◆ Text ◆
──────────────────────────────

But before I signed off on the subject, I did want to briefly discuss one area where I think the basic structure of a skill challenge works very well: Social encounters.

One of the reasons they work well is that human behavior is not easily quantifiable. If, all things being equal, a wall is harder to climb one day than the next, that’s inexplicable. If, on the other hand, I’m happy to take the garbage out one day and then get snippy with my girlfriend when she asks me to do it the next day… well, I’m just being grouchy.

In other words, the inherent dissociation of the mechanics gets lost in the chaotic intricacies of human relationships. In fact, things like the probability skewing we were talking about can actually end up being features instead of bugs when you’re dealing with social scenarios.

Of course, you’d want to sidestep the railroading WotC demonstrates in their own sample skill challenge. But once you’ve done that, even the basic skill challenge mechanics we’ve seen for 4th Edition offer a more robust — if still fairly simplistic — improv structure that is preferable to a situation in which the group is either left rudderless or in which the DM boils the whole thing down into a single opposed roll.

Ideally, however, I’d want to make the system more robust, dynamic, and responsive. A few ideas:

(1) Good guidelines for determining the degree of the skill challenge (how many successes) and the difficulty of the skill challenge (ratio of failures). Are the relationship and risk-vs-reward scales that I use for my current Diplomacy rules a starting point for such guidelines?

(2) Opposition. NPCs who are actively working against the PCs. Their successes count as failures for the PCs, but their successes can also be undone.

(3) Obstacles. These are tools for modeling more dynamic situations. For example, the main challenge might be 8/4 — but before you can start tackling that main problem, you first have to overcome a 2/3 obstacle or a 6/3 obstacle. (It might be interesting to define opposition as a specific kind of obstacle: You could eliminate the opposition entirely by overcoming the obstacle, or just deal with them complicating matters as you focus on the main challenge.)

(4) Tactics. These might also be thought of as templates or tactics. I’d be drawing generic inspiration from some of the material in Penumbra’s Dynasties & Demagogues (among other sources).

Over the past few years there has been an increasing move towards trying to figure out “social combat” mechanics in RPGs — with the general idea being that you’re bringing the robustness of combat mechanics to roleplaying encounters. In my experience, however, most of these systems end up categorizing all social interaction as a form of warfare. This has limited truth to it. And even when it is true, it usually ends up being a gross over-simplification.

In the ideas of social challenge mechanics, on the other hand, I find the nascent promise of a mechanically interesting system for handling social encounters that doesn’t try to ape combat mechanics.

I’m hopeful that something interesting might come out of this. If it does, you guys will be the first to know. (There’s also a part of me still hoping that I’m wrong about 4th Edition’s skill challenges and that the core rulebooks will, in fact, unveil something far more impressive than the lame and crippled examples they’ve proffered to date.)

──────────────────────────────

◆ Tasks to complete ◆
**A)** Answer these questions from the text on skill challenges:
(i) Whose successes count as failures for the PCs?
(ii) In the obstacle example, what is the main challenge given as?
(iii) Most "social combat" systems end up treating all social interaction as a form of what?
**B)** Convert the records into a JSON list of strings, starting at the line containing "the tree canopy" and ending with the last line of the records. Use one string per line and leave out blank lines.

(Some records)
──────────────────────────────

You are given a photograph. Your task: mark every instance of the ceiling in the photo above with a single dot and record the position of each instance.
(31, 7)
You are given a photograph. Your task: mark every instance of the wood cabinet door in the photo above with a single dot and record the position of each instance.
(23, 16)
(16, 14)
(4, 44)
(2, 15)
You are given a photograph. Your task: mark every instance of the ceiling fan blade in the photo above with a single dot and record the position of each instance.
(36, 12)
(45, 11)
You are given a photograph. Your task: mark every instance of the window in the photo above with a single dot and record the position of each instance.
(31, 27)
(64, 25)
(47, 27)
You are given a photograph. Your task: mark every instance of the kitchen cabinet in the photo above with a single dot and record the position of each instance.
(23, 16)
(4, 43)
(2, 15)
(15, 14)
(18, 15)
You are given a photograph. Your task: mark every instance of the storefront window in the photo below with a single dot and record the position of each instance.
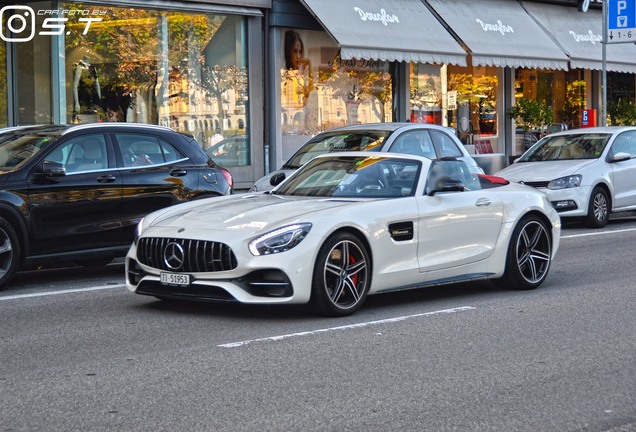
(621, 101)
(178, 69)
(320, 91)
(32, 71)
(426, 94)
(476, 115)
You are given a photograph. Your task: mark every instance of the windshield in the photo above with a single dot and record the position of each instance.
(567, 147)
(354, 177)
(337, 141)
(16, 149)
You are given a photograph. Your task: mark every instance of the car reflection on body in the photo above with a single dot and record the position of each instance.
(588, 173)
(343, 226)
(74, 193)
(428, 140)
(231, 152)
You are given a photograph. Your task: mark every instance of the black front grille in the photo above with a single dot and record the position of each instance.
(182, 255)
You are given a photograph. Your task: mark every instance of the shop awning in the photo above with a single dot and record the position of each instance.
(580, 35)
(389, 30)
(500, 33)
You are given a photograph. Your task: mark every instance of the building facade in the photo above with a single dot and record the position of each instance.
(254, 79)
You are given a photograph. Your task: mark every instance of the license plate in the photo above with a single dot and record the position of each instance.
(178, 279)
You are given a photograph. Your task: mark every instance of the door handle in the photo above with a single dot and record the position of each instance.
(106, 179)
(178, 172)
(482, 202)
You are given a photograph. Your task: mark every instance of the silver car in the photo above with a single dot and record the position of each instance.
(431, 141)
(585, 173)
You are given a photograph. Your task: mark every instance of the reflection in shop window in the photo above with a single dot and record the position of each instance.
(476, 117)
(178, 69)
(3, 85)
(320, 91)
(426, 94)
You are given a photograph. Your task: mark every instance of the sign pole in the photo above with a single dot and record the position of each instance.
(604, 72)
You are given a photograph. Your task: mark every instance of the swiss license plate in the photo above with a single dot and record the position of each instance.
(178, 279)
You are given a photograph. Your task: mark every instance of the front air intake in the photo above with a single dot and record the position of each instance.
(182, 255)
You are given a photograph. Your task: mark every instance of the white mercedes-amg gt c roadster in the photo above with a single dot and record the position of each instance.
(344, 226)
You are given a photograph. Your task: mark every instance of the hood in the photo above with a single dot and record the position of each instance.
(247, 214)
(542, 171)
(263, 184)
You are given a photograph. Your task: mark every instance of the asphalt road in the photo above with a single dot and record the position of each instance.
(78, 352)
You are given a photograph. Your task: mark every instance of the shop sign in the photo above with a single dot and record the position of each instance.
(584, 5)
(382, 16)
(497, 27)
(587, 37)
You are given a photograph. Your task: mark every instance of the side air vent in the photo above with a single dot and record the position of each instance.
(401, 231)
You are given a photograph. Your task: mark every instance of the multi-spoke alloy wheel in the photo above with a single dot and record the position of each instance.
(529, 255)
(9, 253)
(598, 210)
(341, 276)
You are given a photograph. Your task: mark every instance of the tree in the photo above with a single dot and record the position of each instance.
(623, 112)
(531, 114)
(574, 103)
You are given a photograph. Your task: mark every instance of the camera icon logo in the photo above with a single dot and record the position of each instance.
(20, 24)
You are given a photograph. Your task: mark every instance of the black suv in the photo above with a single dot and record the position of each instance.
(76, 192)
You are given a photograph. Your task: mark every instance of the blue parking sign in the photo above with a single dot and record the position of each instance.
(621, 14)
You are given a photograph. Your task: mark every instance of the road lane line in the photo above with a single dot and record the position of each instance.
(345, 327)
(69, 291)
(599, 233)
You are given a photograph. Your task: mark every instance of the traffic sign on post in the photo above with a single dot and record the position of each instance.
(621, 21)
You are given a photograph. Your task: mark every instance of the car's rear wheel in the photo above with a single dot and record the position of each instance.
(342, 276)
(9, 253)
(529, 255)
(598, 209)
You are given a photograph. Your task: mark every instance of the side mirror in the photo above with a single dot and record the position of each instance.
(620, 157)
(447, 184)
(277, 179)
(52, 169)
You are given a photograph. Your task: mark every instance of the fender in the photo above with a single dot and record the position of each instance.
(9, 211)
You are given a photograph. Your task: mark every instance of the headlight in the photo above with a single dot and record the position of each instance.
(565, 182)
(279, 240)
(138, 230)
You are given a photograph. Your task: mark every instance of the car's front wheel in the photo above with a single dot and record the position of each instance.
(9, 253)
(598, 209)
(342, 276)
(529, 255)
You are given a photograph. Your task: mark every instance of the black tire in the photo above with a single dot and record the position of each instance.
(342, 276)
(529, 255)
(598, 209)
(10, 253)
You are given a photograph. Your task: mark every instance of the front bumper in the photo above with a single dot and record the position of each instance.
(272, 279)
(571, 202)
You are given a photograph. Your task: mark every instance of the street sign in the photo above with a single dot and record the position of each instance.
(621, 21)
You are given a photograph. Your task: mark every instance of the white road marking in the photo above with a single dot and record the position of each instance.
(345, 327)
(595, 233)
(69, 291)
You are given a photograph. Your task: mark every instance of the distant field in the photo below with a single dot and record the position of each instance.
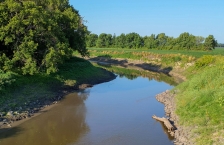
(197, 54)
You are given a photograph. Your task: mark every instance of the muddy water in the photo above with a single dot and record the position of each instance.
(114, 113)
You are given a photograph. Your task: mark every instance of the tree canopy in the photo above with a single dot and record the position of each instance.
(184, 41)
(37, 35)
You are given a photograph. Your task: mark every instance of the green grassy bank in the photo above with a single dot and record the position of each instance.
(17, 91)
(200, 99)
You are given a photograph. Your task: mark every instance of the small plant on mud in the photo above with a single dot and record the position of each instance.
(204, 61)
(221, 101)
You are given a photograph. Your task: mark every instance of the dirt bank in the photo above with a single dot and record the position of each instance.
(34, 108)
(181, 134)
(140, 65)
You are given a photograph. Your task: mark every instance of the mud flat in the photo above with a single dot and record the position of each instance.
(181, 134)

──────────────────────────────

◆ Task-by-task outputs ◆
**A)**
(i) NPCs who are actively working against the PCs
(ii) 8/4
(iii) Warfare

**B)**
[
  "You are given a photograph. Your task: mark every instance of the tree canopy in the photo above with a single dot and record the position of each instance.",
  "(184, 41)",
  "(37, 35)",
  "You are given a photograph. Your task: mark every instance of the green grassy bank in the photo above with a single dot and record the position of each instance.",
  "(17, 91)",
  "(200, 99)",
  "You are given a photograph. Your task: mark every instance of the small plant on mud in the photo above with a single dot and record the position of each instance.",
  "(204, 61)",
  "(221, 101)",
  "You are given a photograph. Your task: mark every instance of the dirt bank in the photo above with a single dot and record the position of each instance.",
  "(34, 108)",
  "(181, 134)",
  "(140, 65)",
  "You are given a photograph. Your task: mark every instance of the mud flat in the photo above with a single dot and record the position of each instance.",
  "(181, 134)"
]